**Alıntılanan Metin**
"Ümitvar olunuz, şu istikbal inkılâbı içinde en yüksek gür sada İslâm'ın sadası olacaktır."

Piyasalar

Bosna’nın derdi...

Faruk ÇAKIR
02 Mart 2014, Pazar
Yugoslavya’dan 1 Mart 1992’de düzenlenen referandumla ayrılan Bosna Hersek, bağımsızlığının 22. yıl dönümünü kutluyor. Bağımsızlık günü faaliyetleri kapsamında Bosna Hersek Üçlü Devlet Başkanlığı Konseyi Başkanı Jelyko Komşiç, Boşnak üye Bakir İzzetbegoviç ve Saraybosna’nın farklı belediyelerinden gelen temsilciler, Bosna Hersek’in ilk cumhurbaşkanı merhum Aliya İzzetbegoviç’in mezarını ziyaret edip Fatihalar okumuş.

Bakir İzzetbegoviç, vatandaşların bağımsızlık gününü kutladığı konuşmasında şöyle demiş: “Bugün bir dönüm noktasıdır. Bulunduğumuz durumunun farkına varmamız ve yolumuzu çizmemiz lâzım. Bosna Hersek’i vermeyeceğiz. Bosna Hersek’in bölünmesi, yeni entiteler ve yeni bölünmeler asla olmayacak. Bosna Hersek’in egemenliği ve bütünlüğünü, sembolleri ve kurumlarını korumak için ne gerekiyorsa yapacağız.” (AA, 1 Mart 2014)
1990’larda Avrupa’nın göbeğinde yaşananlar hür dünya için aslında bir lekeydi. Sırpların, Bosna Hersek’te işledikleri cinayetler maalesef seyredilmiş, ancak bıçak kemiğe dayandığında ‘dur’ denilebilmişti.
Geçen günlerde de Bosna Hersek bir defa daha karıştırılmak istendi. Duâ edelim de savaş günlerine dönülmesin...
Bosna Hersek Üçlü Devlet Başkanlığı Konseyi Boşnak üyesi Bakir İzzetbegoviç’in beyanlarına bakılırsa yolsuzluk Bosna Hersek’in de derdi. İzzetbegoviç, ülkede adaletsizliğin, yolsuzluğun mevcut olduğunu, bütün parti ve siyasetçilerin bu durumun yaşanmasında suçu olduğunu ancak bu suçun herkeste eşit olmadığını hatırlatmış.

**İstenen İş 1**
Bosna Hersek yazısı şu ifadeleri doğruluyor mu: (a) Bosna Hersek, Yugoslavya'dan bir referandumla ayrıldı; (b) Bakir İzzetbegoviç, yolsuzluk suçunun bütün siyasetçilerde eşit olduğunu söyledi; (c) mezar ziyaretinde Fatihalar okundu? Her biri için evet ya da hayır deyip hükmü belirleyen sözleri yazıdan birebir alıntılar mısınız?
**İstenen İş 2**
Bosna Hersek yazısının “Faruk ÇAKIR” ile başlayıp “edip Fatihalar okumuş.” ile biten bölümünü harfi harfine yeniden yazar mısınız?
**İstenen İş 3**
Bosna Hersek yazısını son cümlesinin ardından kaldığı yerden sürdürür müsünüz?
Ardından gelen satırlara bu iş için ihtiyaç yoktur.

Koleksiyon girdileri:
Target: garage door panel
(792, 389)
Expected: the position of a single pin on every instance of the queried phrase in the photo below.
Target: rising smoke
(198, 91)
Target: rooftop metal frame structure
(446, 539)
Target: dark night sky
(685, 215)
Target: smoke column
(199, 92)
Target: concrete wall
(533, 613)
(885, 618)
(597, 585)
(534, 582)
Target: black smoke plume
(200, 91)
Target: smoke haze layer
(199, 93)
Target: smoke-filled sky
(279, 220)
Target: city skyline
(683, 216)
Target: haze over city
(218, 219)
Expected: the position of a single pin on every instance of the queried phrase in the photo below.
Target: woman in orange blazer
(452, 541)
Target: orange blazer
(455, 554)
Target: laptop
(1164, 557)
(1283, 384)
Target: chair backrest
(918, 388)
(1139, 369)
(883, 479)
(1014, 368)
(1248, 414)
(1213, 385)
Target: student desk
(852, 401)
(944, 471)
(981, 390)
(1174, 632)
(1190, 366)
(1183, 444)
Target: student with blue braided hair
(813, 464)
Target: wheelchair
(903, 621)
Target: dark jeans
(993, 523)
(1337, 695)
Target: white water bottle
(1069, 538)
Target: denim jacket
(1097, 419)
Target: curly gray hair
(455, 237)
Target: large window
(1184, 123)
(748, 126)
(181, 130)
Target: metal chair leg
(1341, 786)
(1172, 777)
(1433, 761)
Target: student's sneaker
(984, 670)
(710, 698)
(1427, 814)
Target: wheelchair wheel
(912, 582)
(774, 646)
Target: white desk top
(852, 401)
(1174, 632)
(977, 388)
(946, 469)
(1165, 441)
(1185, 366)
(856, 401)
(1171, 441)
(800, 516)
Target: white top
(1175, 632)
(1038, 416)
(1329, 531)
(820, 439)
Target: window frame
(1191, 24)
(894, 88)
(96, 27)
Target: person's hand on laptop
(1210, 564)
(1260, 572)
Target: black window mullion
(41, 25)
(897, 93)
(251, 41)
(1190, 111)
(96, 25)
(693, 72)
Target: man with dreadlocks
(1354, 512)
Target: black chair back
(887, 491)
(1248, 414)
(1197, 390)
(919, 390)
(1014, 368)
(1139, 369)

**Yazılı Yanıt 1**
(a) Evet: “Yugoslavya’dan 1 Mart 1992’de düzenlenen referandumla ayrılan Bosna Hersek”
(b) Hayır: “ancak bu suçun herkeste eşit olmadığını hatırlatmış”
(c) Evet: “mezarını ziyaret edip Fatihalar okumuş”

**Yazılı Yanıt 2**
Faruk ÇAKIR
02 Mart 2014, Pazar
Yugoslavya’dan 1 Mart 1992’de düzenlenen referandumla ayrılan Bosna Hersek, bağımsızlığının 22. yıl dönümünü kutluyor. Bağımsızlık günü faaliyetleri kapsamında Bosna Hersek Üçlü Devlet Başkanlığı Konseyi Başkanı Jelyko Komşiç, Boşnak üye Bakir İzzetbegoviç ve Saraybosna’nın farklı belediyelerinden gelen temsilciler, Bosna Hersek’in ilk cumhurbaşkanı merhum Aliya İzzetbegoviç’in mezarını ziyaret edip Fatihalar okumuş.

**Yazılı Yanıt 3**
Ansiklopedik bilgileri kısaca hatırlamak gerekirse, eski Yugoslavya’nın dağılması sırasında Slovenya ve Hırvatistan’ın bağımsızlığını ilân etmesiyle, Bosna Hersek de bağımsızlık yolunda referandum kararı almıştı. Sırplar’ın boykot ettiği referanduma halkın yüzde 64’ü katılmış ve yüzde 99,44’ü bağımsızlık yönünde “evet” oyu kullanmış. Sonrasında Bosna Hersek, Yugoslavya’dan ayrılarak bağımsızlığını ilân edince de 3 yıl süren ve yüzbinlerce kişinin ölümüne sebep olan kanlı bir savaş başlamıştı. Şu anda Suriye’de ya da Afganistan’da olduğu gibi savaşı durdurma imkânı olanlar o günlerde de seyirci kalmıştı. Binlerce kişinin ölümünden sonra her halde ‘şartların olgunlaştığı’ düşünülmüş ve NATO müdahale etmiş neticede savaş bir şekilde sona ermişti.
Bosna’da fiilî savaş sona ereli yıllar oldu, ama ülke tam anlamıyla huzura kavuşabilmiş değil. En başta ekonomik zorluklar var. Nüfus yapısı da her an kavga çıkmasına müsait. Yara kaşıyıcılar da olduğu için genç Bosna Hersek’in istikrarını muhafaza etmesine yardımcı olmak icap ediyor.
Türkiye gerek savaş yıllarında ve gerekse daha sonraki gelişmeler esnasında Bosna Hersek için önemli adımlar attı. İş adamlarımızın kurduğu ve Bosna Hersek’in eğitimine katkı sağlayan üniversiteler var. Ancak bunları yeterli göremeyiz. Bosna Hersek, işsizlik problemine çözüm bulabilmiş değil.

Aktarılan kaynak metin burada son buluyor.